++++ Records ++++
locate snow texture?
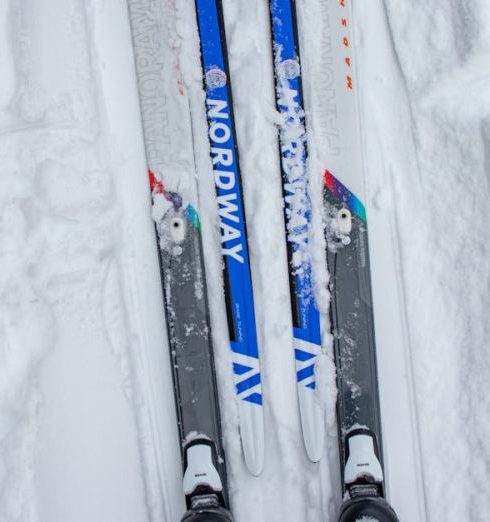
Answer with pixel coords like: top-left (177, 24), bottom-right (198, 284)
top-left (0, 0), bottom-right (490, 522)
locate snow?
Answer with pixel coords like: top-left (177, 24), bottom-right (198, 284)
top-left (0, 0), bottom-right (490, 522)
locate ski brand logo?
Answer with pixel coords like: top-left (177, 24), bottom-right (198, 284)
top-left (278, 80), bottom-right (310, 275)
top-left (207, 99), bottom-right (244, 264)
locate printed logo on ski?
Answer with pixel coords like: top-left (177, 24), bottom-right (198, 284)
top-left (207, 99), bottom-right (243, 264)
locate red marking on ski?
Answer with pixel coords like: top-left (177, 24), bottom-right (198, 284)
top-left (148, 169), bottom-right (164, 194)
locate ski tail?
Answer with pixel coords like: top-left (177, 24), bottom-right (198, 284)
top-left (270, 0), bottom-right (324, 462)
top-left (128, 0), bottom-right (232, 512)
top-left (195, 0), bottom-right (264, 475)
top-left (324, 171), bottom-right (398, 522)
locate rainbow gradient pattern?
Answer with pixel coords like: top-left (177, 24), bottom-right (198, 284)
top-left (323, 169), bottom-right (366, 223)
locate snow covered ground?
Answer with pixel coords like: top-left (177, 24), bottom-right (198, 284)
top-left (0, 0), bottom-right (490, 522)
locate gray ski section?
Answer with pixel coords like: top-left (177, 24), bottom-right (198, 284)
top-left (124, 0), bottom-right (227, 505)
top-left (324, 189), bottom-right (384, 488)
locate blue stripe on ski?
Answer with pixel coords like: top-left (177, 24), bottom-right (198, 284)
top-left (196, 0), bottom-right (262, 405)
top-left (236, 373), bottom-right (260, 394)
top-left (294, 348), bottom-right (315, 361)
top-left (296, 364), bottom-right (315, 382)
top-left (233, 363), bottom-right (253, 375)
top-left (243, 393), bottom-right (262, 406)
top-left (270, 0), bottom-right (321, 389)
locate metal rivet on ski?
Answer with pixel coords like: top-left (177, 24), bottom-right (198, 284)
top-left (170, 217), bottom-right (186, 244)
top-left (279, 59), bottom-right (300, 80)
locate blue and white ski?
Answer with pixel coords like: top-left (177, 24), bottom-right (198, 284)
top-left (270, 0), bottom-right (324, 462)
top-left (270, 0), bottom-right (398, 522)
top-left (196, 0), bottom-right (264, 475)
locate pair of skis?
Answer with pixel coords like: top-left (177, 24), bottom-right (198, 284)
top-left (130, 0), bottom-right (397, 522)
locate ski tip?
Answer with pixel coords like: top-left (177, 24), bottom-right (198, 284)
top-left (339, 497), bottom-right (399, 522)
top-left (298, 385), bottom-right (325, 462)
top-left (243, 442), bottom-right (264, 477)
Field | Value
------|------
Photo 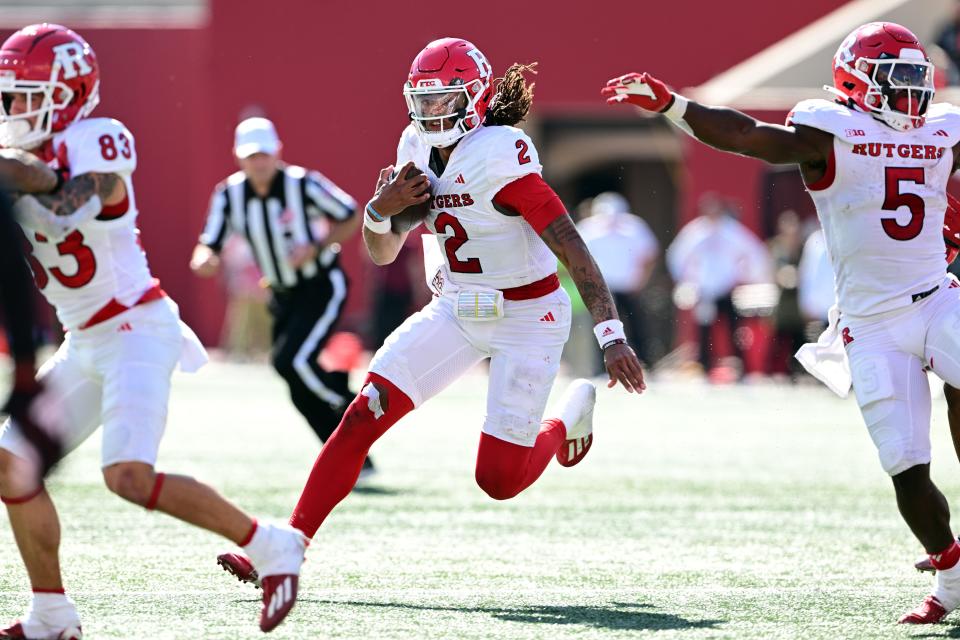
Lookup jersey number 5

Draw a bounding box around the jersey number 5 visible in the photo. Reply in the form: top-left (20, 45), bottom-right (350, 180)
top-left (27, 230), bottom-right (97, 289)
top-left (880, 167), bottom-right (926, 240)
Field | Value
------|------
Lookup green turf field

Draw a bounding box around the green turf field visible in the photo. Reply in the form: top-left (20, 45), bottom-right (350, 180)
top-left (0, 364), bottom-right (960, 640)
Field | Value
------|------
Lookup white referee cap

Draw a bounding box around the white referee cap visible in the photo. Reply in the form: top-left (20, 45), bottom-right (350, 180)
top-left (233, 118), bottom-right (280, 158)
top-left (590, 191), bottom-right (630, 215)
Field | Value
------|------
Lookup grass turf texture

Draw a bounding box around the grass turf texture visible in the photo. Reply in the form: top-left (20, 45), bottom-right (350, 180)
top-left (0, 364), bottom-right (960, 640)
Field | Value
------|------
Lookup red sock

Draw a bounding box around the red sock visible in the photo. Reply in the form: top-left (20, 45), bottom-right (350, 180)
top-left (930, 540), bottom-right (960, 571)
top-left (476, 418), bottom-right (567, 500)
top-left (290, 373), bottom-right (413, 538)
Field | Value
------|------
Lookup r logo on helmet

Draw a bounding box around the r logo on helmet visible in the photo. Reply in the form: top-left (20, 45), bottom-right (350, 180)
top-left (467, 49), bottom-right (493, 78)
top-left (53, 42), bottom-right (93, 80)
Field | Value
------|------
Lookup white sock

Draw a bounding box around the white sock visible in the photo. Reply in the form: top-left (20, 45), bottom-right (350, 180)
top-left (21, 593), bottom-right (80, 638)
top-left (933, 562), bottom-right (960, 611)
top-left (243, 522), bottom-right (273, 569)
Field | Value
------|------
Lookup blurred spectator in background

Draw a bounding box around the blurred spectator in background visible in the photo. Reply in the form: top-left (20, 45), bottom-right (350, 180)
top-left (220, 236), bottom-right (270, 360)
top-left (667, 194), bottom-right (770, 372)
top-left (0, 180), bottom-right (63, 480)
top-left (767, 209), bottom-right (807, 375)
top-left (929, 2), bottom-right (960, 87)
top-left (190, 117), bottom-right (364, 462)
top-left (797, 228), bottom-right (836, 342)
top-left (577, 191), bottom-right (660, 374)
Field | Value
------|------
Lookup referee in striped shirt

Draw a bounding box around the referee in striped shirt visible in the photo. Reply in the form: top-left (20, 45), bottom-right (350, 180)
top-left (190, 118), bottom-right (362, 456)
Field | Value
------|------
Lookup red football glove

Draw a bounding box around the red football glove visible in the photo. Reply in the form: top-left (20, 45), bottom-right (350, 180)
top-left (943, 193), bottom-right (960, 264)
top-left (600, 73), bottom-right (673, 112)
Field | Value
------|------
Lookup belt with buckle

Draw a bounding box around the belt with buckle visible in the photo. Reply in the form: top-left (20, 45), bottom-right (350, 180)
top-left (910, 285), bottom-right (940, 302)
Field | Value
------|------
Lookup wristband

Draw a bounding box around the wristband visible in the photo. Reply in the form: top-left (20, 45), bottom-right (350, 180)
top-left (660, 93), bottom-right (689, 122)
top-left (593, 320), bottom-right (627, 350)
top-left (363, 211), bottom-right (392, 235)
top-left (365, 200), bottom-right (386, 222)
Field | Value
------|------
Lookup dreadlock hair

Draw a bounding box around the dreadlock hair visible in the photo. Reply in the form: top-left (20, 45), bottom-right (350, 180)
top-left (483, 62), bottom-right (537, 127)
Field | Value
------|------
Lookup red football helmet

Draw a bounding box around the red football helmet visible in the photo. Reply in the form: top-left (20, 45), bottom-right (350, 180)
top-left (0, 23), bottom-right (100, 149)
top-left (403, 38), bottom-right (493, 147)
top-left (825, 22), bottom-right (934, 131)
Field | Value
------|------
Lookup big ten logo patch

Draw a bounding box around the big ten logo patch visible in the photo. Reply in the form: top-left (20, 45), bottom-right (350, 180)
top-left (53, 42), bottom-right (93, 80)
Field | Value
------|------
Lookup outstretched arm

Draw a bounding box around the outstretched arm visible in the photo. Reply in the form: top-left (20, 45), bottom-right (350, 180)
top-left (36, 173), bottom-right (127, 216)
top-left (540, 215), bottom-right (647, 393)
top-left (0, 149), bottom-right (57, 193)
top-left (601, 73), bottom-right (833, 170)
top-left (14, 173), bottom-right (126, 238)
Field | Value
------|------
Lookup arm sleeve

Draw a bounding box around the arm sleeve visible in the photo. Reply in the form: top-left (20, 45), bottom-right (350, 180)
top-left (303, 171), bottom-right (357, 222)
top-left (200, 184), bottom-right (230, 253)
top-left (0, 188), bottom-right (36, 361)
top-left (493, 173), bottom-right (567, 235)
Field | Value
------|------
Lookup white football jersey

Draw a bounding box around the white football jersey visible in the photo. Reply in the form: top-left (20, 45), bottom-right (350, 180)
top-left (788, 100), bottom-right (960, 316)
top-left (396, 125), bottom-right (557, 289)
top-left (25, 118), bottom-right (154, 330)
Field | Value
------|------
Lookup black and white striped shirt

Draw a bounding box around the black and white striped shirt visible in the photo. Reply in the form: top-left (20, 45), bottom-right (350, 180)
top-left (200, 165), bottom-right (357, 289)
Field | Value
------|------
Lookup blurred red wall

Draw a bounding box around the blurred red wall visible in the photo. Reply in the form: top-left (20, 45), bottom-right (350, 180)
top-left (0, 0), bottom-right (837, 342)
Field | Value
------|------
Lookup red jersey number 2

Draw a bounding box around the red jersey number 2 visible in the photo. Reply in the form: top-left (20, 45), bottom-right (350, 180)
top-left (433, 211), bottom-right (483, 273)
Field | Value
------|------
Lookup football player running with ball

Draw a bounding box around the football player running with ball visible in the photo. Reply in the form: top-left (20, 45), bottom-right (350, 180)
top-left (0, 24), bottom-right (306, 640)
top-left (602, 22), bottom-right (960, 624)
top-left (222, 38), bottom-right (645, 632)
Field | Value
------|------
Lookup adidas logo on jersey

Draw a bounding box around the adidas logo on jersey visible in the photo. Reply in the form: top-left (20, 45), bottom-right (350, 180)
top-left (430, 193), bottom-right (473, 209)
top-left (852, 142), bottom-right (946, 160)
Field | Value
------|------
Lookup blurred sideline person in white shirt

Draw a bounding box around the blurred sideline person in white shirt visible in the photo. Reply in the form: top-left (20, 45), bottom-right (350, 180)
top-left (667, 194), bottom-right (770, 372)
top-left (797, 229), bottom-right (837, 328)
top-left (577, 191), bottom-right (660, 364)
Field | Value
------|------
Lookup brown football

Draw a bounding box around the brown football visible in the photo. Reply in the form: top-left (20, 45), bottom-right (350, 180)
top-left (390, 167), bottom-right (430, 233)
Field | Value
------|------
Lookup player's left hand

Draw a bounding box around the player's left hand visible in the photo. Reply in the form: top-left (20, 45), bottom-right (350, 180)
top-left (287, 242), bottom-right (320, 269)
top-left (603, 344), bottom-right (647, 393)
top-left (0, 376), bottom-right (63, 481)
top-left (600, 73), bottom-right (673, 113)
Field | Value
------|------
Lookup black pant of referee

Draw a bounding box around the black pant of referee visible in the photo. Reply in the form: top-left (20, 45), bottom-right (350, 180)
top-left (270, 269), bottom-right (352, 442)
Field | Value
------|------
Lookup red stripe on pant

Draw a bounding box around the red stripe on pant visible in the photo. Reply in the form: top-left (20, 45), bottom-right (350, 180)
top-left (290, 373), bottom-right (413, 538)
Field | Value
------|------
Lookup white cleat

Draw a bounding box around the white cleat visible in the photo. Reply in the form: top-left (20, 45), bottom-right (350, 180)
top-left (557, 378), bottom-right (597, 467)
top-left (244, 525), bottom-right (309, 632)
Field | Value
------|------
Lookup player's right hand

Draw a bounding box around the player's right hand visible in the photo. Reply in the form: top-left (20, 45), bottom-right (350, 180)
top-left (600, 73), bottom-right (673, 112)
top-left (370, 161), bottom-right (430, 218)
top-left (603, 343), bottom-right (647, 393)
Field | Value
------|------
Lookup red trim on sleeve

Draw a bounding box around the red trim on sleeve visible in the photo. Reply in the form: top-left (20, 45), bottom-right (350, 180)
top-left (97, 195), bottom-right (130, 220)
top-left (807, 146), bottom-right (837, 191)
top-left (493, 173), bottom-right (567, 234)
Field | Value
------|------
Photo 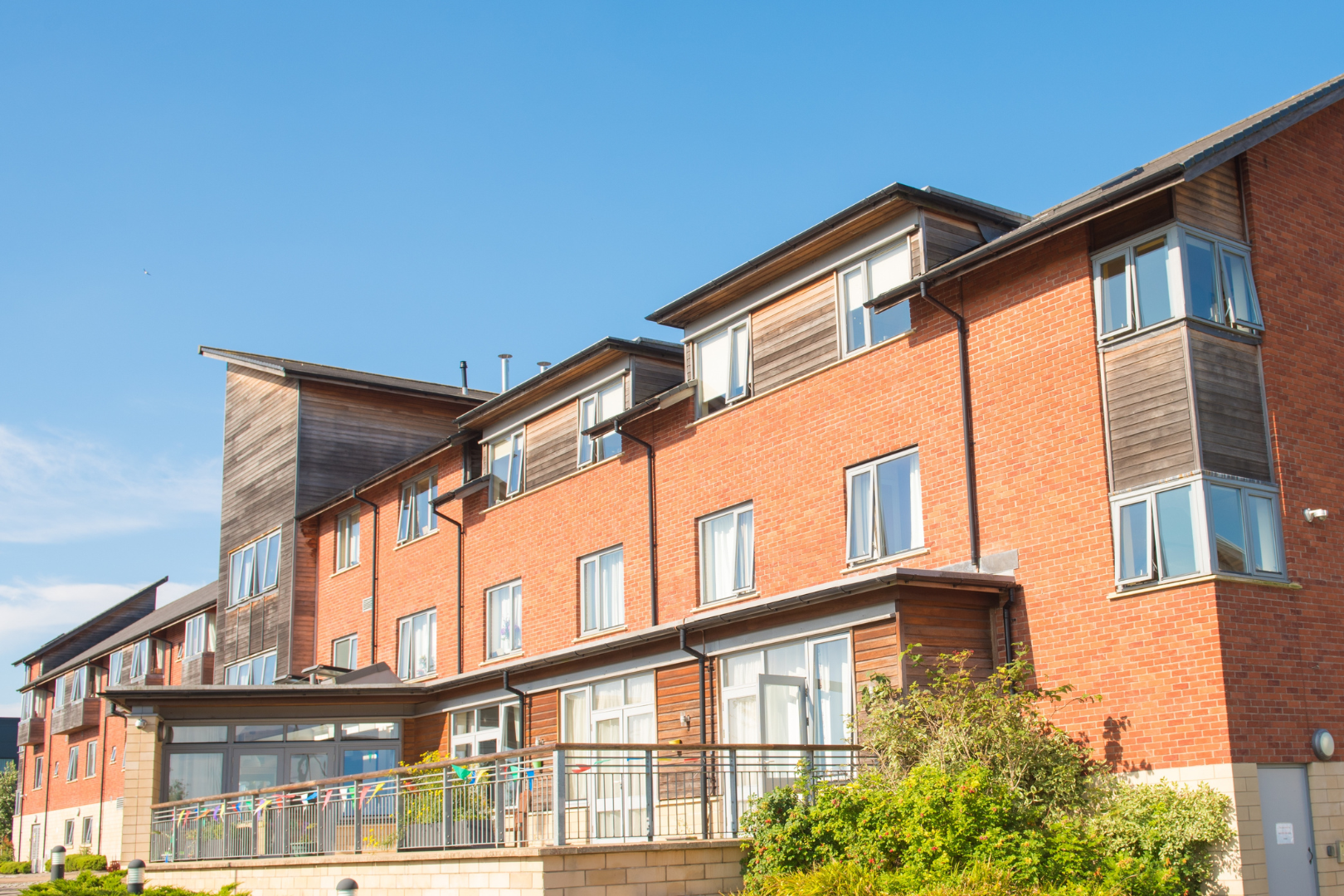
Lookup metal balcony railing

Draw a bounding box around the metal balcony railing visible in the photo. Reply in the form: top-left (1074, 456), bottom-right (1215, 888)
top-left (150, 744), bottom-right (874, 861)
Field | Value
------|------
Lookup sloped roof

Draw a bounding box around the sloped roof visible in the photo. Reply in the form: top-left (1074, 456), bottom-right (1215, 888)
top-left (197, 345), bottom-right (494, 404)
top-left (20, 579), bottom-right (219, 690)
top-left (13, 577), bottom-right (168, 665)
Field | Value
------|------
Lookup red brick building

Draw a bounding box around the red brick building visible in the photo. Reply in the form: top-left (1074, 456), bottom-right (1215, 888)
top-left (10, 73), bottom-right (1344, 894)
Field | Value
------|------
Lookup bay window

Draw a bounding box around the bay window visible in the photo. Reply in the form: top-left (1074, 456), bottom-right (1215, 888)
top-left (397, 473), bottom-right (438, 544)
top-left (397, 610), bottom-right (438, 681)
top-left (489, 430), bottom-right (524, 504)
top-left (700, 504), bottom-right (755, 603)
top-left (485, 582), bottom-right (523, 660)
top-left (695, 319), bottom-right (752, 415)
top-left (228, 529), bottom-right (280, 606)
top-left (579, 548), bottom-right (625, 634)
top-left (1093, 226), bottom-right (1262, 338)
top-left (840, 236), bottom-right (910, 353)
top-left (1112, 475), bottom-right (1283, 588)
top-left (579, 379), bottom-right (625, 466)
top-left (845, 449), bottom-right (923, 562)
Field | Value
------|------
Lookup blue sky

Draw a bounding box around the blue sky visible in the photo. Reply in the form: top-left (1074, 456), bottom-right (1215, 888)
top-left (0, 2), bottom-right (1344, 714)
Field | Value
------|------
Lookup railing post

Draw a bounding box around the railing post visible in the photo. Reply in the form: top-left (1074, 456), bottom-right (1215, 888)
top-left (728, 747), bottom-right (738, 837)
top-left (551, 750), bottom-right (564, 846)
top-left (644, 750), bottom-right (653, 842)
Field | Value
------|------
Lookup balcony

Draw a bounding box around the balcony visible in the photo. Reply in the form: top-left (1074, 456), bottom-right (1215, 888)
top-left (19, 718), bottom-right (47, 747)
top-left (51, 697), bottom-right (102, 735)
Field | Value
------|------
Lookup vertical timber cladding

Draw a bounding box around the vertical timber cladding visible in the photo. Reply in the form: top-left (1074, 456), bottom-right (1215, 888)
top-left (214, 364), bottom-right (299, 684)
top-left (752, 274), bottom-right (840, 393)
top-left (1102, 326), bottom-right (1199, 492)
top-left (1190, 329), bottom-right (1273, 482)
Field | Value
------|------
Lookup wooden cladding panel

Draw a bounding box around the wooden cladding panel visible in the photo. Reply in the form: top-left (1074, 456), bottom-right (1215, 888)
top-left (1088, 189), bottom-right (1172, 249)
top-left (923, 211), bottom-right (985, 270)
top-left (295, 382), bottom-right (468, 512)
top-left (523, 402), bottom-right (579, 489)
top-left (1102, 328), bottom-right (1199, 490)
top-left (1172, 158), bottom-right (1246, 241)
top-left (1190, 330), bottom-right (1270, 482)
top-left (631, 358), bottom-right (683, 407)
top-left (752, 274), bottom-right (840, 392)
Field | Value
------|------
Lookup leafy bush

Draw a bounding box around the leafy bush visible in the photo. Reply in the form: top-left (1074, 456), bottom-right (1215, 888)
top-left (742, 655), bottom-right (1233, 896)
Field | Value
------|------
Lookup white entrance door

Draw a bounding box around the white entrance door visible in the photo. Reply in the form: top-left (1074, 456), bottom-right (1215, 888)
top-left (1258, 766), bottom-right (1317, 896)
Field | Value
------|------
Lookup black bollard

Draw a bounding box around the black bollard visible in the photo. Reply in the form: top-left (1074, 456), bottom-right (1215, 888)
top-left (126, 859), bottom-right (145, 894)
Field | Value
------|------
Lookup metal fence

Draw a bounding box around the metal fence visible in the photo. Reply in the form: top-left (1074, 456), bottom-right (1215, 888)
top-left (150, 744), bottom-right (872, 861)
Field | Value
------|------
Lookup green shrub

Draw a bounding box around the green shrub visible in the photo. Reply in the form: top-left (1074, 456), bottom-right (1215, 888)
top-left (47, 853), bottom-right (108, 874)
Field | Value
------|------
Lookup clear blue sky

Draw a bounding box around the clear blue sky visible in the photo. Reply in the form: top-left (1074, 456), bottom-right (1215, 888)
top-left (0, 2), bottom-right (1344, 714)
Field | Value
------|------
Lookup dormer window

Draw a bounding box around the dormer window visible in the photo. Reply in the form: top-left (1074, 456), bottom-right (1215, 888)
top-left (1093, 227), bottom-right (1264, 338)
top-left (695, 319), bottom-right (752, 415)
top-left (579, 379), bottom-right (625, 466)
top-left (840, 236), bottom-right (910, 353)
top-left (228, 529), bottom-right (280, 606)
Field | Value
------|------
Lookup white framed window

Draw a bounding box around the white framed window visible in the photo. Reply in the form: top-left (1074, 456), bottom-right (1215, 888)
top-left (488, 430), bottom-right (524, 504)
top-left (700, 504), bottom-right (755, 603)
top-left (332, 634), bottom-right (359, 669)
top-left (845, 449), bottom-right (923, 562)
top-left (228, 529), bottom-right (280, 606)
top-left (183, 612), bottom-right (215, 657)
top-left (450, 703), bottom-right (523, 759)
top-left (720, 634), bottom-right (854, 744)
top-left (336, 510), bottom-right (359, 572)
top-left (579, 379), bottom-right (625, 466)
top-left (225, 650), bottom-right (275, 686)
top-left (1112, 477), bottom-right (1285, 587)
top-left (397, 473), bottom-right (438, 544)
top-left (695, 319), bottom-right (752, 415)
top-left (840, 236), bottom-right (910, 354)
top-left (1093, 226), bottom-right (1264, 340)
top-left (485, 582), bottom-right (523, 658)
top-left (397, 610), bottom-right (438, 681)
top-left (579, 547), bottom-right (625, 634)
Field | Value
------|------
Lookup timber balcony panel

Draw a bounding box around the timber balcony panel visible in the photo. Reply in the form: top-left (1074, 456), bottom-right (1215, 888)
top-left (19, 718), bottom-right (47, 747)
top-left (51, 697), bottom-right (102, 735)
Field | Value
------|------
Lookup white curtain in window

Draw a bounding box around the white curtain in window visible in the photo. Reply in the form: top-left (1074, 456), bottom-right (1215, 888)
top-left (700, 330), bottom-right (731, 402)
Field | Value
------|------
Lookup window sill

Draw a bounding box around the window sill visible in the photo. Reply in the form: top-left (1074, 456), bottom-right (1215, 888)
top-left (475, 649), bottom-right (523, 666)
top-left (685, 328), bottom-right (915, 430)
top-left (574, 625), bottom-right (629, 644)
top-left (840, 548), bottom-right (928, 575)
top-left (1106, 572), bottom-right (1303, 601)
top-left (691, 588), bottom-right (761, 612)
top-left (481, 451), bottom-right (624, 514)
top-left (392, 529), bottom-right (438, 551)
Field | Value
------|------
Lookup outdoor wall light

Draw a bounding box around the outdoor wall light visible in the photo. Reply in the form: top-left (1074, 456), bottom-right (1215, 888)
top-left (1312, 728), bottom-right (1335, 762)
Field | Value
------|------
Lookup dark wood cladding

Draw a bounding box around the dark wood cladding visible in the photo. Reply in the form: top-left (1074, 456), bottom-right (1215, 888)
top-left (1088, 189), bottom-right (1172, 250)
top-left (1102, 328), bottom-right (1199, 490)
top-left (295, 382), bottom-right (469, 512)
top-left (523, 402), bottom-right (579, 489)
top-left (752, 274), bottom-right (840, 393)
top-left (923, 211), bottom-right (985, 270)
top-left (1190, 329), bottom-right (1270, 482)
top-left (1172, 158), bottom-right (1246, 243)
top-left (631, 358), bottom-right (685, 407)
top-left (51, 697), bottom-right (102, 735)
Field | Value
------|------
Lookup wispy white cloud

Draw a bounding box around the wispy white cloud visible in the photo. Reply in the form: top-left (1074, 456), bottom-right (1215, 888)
++++
Exercise instructions: Copy the lines above word for word, starting with the line containing "locate blue stripe on ski?" and ending with the one containing "top-left (243, 442), bottom-right (264, 477)", both included.

Solution to this problem:
locate blue stripe on ski?
Answer with pixel coords like: top-left (177, 24), bottom-right (198, 284)
top-left (196, 0), bottom-right (262, 405)
top-left (236, 373), bottom-right (260, 394)
top-left (294, 348), bottom-right (315, 361)
top-left (296, 364), bottom-right (315, 382)
top-left (233, 363), bottom-right (253, 375)
top-left (243, 393), bottom-right (262, 406)
top-left (270, 0), bottom-right (321, 389)
locate metal rivet on ski?
Answer with pixel coords like: top-left (177, 24), bottom-right (198, 284)
top-left (170, 217), bottom-right (186, 244)
top-left (279, 59), bottom-right (300, 80)
locate blue and white ski?
Answer with pixel coords like: top-left (177, 24), bottom-right (198, 284)
top-left (270, 0), bottom-right (324, 462)
top-left (270, 0), bottom-right (398, 522)
top-left (196, 0), bottom-right (264, 475)
locate pair of skis?
Answer with pixel coords like: top-left (177, 24), bottom-right (198, 284)
top-left (130, 0), bottom-right (397, 522)
locate ski tip?
Answer with pixel coords like: top-left (177, 24), bottom-right (198, 284)
top-left (339, 497), bottom-right (399, 522)
top-left (298, 385), bottom-right (325, 462)
top-left (243, 442), bottom-right (264, 477)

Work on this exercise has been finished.